Copy out the following entries word for word, leaving nothing out.

START SOURCE RECORDS

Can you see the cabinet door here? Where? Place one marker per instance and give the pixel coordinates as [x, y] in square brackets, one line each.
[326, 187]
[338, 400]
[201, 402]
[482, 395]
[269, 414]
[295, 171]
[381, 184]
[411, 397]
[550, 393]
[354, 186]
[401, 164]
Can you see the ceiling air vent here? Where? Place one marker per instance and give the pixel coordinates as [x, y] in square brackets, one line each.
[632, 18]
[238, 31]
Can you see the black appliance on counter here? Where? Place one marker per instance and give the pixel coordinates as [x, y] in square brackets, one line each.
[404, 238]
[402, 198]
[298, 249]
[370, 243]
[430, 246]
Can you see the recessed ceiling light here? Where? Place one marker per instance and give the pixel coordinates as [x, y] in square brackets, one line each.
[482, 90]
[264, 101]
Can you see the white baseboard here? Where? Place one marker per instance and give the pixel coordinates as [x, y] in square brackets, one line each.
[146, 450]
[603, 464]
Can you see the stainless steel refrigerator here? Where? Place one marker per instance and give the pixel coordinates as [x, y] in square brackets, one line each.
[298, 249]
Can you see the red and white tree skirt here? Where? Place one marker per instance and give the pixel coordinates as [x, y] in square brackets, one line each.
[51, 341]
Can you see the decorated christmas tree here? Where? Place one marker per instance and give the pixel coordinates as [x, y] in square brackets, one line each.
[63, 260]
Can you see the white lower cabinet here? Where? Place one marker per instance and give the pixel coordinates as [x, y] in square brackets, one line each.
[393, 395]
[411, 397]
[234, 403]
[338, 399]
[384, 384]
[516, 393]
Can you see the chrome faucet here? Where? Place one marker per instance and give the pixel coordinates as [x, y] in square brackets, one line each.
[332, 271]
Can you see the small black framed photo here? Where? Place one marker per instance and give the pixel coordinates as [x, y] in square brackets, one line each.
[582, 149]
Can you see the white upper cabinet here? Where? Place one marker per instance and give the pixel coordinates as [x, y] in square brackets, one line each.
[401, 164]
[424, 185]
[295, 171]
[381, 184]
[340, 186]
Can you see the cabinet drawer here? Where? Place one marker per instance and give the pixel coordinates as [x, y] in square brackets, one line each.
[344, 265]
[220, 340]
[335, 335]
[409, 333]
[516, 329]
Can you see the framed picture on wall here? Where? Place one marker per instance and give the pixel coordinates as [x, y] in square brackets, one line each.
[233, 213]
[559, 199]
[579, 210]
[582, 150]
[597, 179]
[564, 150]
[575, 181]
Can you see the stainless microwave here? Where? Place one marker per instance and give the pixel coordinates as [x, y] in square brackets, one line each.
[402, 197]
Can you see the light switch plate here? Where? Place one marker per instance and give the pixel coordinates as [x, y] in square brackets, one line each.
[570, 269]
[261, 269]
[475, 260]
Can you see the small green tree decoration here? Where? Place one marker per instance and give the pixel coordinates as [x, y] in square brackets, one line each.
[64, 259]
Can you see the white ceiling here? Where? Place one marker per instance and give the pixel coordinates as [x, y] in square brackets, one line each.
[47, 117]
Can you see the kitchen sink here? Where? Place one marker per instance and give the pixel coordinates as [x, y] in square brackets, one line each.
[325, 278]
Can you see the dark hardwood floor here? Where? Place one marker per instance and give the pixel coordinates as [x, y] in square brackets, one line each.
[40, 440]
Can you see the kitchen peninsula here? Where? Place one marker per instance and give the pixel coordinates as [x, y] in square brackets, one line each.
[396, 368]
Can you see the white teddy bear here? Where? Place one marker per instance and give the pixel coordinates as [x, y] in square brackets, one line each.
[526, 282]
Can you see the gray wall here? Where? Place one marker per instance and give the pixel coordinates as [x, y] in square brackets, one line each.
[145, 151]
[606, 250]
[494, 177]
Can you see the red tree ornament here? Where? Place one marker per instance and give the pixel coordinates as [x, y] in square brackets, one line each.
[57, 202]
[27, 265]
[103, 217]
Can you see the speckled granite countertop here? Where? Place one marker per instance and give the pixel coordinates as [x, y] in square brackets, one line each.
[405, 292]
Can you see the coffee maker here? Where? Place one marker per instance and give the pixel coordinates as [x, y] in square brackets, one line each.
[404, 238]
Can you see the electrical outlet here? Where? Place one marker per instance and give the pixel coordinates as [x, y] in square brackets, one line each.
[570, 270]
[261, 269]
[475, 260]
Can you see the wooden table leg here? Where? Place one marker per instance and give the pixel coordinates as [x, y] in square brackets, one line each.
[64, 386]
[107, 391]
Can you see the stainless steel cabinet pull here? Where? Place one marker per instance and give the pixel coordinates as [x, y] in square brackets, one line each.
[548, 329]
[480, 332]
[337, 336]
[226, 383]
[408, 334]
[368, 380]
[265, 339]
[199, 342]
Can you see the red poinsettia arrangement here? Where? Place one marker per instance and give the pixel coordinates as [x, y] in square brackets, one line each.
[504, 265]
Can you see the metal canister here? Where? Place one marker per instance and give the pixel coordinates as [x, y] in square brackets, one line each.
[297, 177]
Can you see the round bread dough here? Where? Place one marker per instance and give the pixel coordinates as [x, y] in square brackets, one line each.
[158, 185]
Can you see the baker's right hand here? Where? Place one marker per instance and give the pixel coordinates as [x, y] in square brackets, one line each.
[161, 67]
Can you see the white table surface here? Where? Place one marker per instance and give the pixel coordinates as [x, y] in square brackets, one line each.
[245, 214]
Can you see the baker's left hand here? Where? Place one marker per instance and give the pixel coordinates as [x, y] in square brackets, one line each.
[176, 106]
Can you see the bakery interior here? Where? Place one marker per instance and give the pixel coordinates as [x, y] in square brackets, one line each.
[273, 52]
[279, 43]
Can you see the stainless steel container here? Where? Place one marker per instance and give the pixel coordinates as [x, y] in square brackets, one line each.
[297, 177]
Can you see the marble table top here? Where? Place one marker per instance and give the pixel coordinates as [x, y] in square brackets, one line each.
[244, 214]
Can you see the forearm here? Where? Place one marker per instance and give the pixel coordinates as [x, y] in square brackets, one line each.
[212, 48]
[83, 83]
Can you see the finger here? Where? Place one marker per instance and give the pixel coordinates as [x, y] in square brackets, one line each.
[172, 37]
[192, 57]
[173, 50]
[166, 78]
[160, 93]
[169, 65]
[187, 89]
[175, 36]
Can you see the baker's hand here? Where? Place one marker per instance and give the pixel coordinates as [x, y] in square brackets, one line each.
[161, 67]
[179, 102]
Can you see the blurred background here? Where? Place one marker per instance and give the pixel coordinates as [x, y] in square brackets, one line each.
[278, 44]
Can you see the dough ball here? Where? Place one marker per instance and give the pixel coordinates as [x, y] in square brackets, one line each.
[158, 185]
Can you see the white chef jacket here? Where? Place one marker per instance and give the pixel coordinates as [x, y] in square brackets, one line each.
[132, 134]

END SOURCE RECORDS

> **EXERCISE SOLUTION**
Can you see the cabinet door here? Where? Place one marker per instance and give the pixel coordinates as [x, y] in square brackets, one line each.
[326, 187]
[338, 400]
[201, 402]
[482, 395]
[269, 414]
[295, 171]
[381, 184]
[411, 397]
[550, 393]
[354, 186]
[401, 164]
Can you see the ceiling air vent here? Where? Place one marker per instance and give the pixel coordinates as [x, y] in square brackets, one line each.
[632, 18]
[238, 31]
Can you see the black appliance on counter here? Where? Place one marker per instance and give the pixel coordinates as [x, y] in square brackets, one line each.
[404, 238]
[402, 198]
[298, 249]
[370, 243]
[430, 246]
Can you see the recessed ceiling light here? Where? Place one marker per instance and give the pixel coordinates as [x, y] in square brackets, one line each.
[482, 90]
[264, 101]
Can you see the white baseboard here? Where? Place one marker per instance and give the pixel coordinates as [x, y] in square brackets, one line each.
[146, 450]
[603, 464]
Can you see the stainless steel refrigerator here? Where? Place one marker per instance and give the pixel coordinates as [x, y] in square brackets, one line each.
[298, 249]
Can you see the red and white tree skirt here? Where? Place one marker per instance and give the pixel coordinates as [x, y] in square brackets, one line each.
[51, 341]
Can you see the decorated christmas tree here? Where? Place one marker per instance and give the pixel coordinates as [x, y] in square brackets, one line each.
[63, 260]
Can you see the white lower cabinet here? Where? Place one marker per instance and give the pixel coordinates as [x, y] in square brackets, one line each.
[393, 395]
[411, 397]
[234, 403]
[338, 399]
[384, 384]
[516, 393]
Can you see the chrome faucet here? Where? Place one marker per instance and give the pixel coordinates as [x, y] in square brackets, one line each.
[332, 271]
Can you see the small black framed photo here? Where? Place one marker per instance and give the pixel coordinates as [x, y] in square brackets, one line each.
[582, 149]
Can you see the white upper cabinet here? Where? Place one marker per instance and give the pixel coordinates as [x, y] in square brackets, one line each.
[401, 164]
[424, 185]
[295, 171]
[381, 184]
[340, 186]
Can you see the cabinet drawer here? Where? Place one marker per instance and give the pixel coordinates as [x, y] in square brackets, one line each.
[344, 265]
[220, 340]
[335, 335]
[409, 333]
[516, 329]
Can you see the framed picture on wall here? Where? Place one marker per instance and give the pixel coordinates as [x, y] in square brackets, one line each.
[233, 213]
[559, 199]
[579, 210]
[582, 150]
[597, 179]
[564, 150]
[575, 181]
Can you see the stainless microwave here? Where? Place one marker per instance and give the pixel coordinates as [x, y] in square brackets, one line each.
[402, 197]
Can you see the light switch plate here? Where? Place one marker per instance and give the pixel coordinates as [x, y] in square brackets, one line each.
[570, 269]
[261, 269]
[475, 260]
Can you see the small green tree decoration here? Where? Place one marker per instance and give the pixel coordinates as [x, y] in square brackets, one line each.
[64, 259]
Can you see the white ceiling here? Where? Place one marker per instance and give the pixel coordinates as [x, y] in square brackets, one line each.
[47, 117]
Can you see the kitchen sink here? Where? Place one marker per instance and give the pixel coordinates as [x, y] in square brackets, one line each.
[325, 278]
Can you see the dark hardwood floor here? Where? Place one marker per instance and give the pixel coordinates as [x, y] in square brackets, one line each.
[40, 440]
Can you see the kitchen peninsula here? Where? Place one marker per instance and give the pixel coordinates as [x, y] in square brackets, one line each.
[396, 368]
Can you see the white teddy bear here? Where? Place one marker per instance and give the pixel coordinates as [x, y] in square brackets, one line each.
[526, 282]
Can you see the gray wall here? Where? Place one marker per instance and give the pixel coordinates as [x, y] in square brackets, one line each.
[145, 151]
[606, 250]
[494, 177]
Can you see the red tree ornament here? Where? Place one marker per instance and give the pixel coordinates as [x, y] in square brackets, one line each.
[57, 202]
[27, 265]
[103, 217]
Can you see the speckled granite countertop here? Where? Place one marker per instance and give the pixel coordinates as [x, y] in square brackets, one line each.
[405, 292]
Can you see the coffee maker here? Where? Place one marker per instance and give the pixel coordinates as [x, y] in square brackets, one line each.
[404, 238]
Can you see the electrical outlet here? Where? Place one marker per instance and give the pixel coordinates as [x, y] in square brackets, one line each.
[570, 270]
[261, 269]
[475, 260]
Can you see the wooden table leg here? Where? Place one marker per instance and give the pixel coordinates as [x, y] in square brackets, one line each.
[64, 386]
[107, 391]
Can you see the stainless steel cabinet pull here? Where? Place one marker per instance and give the pixel coordinates as [x, y] in square brackets, one line each.
[548, 329]
[480, 332]
[337, 336]
[226, 383]
[408, 334]
[368, 380]
[265, 339]
[199, 342]
Can you see the red poinsettia arrangement here? Where? Place one marker per instance and give the pixel coordinates as [x, y] in square brackets, one line each.
[504, 265]
Can you see the metal canister here? Where? Place one marker per instance and give the pixel coordinates as [x, y] in square brackets, one line each.
[297, 177]
Can you see the round bread dough here? Where? Place one marker per instance and give the pixel coordinates as [x, y] in square brackets, one line each.
[158, 185]
Can you see the baker's right hand here? Where? Place one marker per instance and give the pixel coordinates as [x, y] in square brackets, one line each.
[161, 67]
Can you see the white table surface here? Where? Place one marker per instance and give the pixel coordinates as [x, y] in square brackets, one line each.
[245, 214]
Can you see the baker's left hand here? Where? Place one marker per instance and give the pixel coordinates as [x, y] in square brackets, one line each.
[176, 106]
Can you see the bakery interior here? Where? Place one marker per instance and give the pixel coordinates as [x, y] in square brackets, one line each.
[273, 52]
[279, 43]
Can you see the stainless steel container here? Where? Place one marker per instance and give the pixel coordinates as [x, y] in square brackets, one line each.
[297, 177]
Can you see the marble table top here? Where? Place one marker per instance and give the pixel coordinates as [x, y] in square brackets, one line each.
[244, 214]
Can you see the forearm here? Where? Place one marker per instance and give the pixel coordinates as [x, y] in square brackets, one line each.
[212, 48]
[83, 83]
Can you see the finger here? Where? Place one marker per instance and give the pixel coordinates as [x, y] in square brackets, one line each.
[172, 37]
[192, 57]
[173, 50]
[166, 78]
[160, 93]
[169, 65]
[187, 89]
[175, 36]
Can you see the baker's hand here? Where? Place one marker per instance and give the pixel coordinates as [x, y] in square brackets, one line each.
[161, 67]
[179, 102]
Can you see the blurred background here? Where? Place one marker per instance and give the pixel coordinates as [x, y] in square brackets, one line each.
[278, 44]
Can you see the dough ball here? Where? Place one marker per instance and give the pixel coordinates as [x, y] in square brackets, one line each.
[158, 185]
Can you see the white chef jacket here? Where? Place one marker per instance and give the pixel coordinates as [x, y] in square brackets, one line each.
[132, 134]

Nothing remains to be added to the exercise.